Task brief: Every record below is to be restated word for word.

Data under study:
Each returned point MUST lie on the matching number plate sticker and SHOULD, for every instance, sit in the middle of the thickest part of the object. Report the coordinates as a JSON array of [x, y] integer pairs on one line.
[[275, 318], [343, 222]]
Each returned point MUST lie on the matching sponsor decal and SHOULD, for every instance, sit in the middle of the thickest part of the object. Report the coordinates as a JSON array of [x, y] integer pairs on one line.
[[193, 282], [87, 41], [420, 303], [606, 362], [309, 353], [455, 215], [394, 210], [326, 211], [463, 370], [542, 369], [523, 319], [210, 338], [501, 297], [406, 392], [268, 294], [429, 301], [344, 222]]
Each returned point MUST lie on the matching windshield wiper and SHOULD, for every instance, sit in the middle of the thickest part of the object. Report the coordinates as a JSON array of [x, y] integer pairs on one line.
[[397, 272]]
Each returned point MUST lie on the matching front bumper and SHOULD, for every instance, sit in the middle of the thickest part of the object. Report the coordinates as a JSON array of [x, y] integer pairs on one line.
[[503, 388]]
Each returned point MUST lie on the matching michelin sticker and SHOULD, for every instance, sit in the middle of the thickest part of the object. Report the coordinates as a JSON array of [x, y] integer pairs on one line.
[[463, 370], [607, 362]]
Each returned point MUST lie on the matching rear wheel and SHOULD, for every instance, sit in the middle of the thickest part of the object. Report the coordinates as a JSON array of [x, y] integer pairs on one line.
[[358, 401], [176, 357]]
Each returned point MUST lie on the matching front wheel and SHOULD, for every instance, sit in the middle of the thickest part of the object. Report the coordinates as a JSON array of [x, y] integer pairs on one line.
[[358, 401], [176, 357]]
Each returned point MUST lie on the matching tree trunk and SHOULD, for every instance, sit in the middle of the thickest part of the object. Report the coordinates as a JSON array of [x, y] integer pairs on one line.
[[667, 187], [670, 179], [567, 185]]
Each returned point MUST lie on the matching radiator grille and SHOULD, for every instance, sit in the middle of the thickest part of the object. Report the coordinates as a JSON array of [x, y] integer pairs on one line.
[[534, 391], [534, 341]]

Task solution:
Each returned point MUST lie on the matching number plate sticker and SHOULD, for every instance, sit in the middle of the thickest part of the object. Report the coordinates as a JSON array of [x, y] integer pairs on one line.
[[275, 318], [343, 222]]
Each returned point MUST lie on the matching sponsor decal and SHOULD, for every instance, sit in the middle of the thickest part of the object. Report the coordinates as a JSON array of [x, y] integer pairs on one line.
[[193, 282], [87, 41], [420, 303], [606, 362], [309, 353], [455, 215], [394, 210], [326, 211], [463, 370], [542, 369], [523, 319], [210, 338], [501, 297], [406, 392], [268, 294], [429, 301], [344, 222]]
Each returned point MUST lie on the matching windshield wiper and SHOULD, for every instance, sit in the middle of the thickest part of the object. Report the coordinates as a JSON array of [x, y] integer pairs on one line.
[[397, 272]]
Each returned point MUST lie on the matching front bumper and SHOULD, for every instance, sit in the middle of the thickest part of the object. Report the coordinates as a JSON array of [x, y] integer pairs on one line.
[[503, 388]]
Each returned point MUST lie on the matching michelin sticker and SHOULD, for every instance, sit in the middle of the thickest part of the object. Report the coordinates as a JSON array of [x, y] integer pairs on one line.
[[463, 370], [607, 362]]
Each returned point MUST lie on the matching rear wheel and SHOULD, for every instance, sit in the middle of the thickest part of the object. Report the coordinates as a JSON array of [x, y] integer pairs on one line.
[[358, 401], [176, 357]]
Each returned point MUST lie on the matching front wheel and SHOULD, for every instance, sit in the middle of the thickest part of the object. Report the coordinates as a JSON array of [x, y] integer pairs on one line.
[[358, 401], [176, 357]]
Each returned point MUST lie on the matching tree trunk and SHOULD, for every instance, sit in the middle of the thickest part of the object. Report the coordinates as a JSON array of [x, y] integer pairs on one line.
[[667, 187], [670, 179], [567, 185]]
Each returned point MUST lie on the matching radiator grille and SHOULD, for every instance, sit in the middle of the thickest part of the object. Report the coordinates as a JSON array of [x, y] integer pairs on one line.
[[534, 391], [534, 341]]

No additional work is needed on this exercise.